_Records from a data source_
━━━━

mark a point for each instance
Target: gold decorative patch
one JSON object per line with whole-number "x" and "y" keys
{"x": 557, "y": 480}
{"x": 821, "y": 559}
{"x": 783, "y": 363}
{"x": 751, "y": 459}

━━━━

_Exercise_
Would you set down all the lines above, exactly and in full?

_Solved exercise_
mark a point for each instance
Target: gold decorative patch
one JSON object per line with whole-number "x" and "y" keys
{"x": 557, "y": 480}
{"x": 821, "y": 559}
{"x": 783, "y": 363}
{"x": 751, "y": 459}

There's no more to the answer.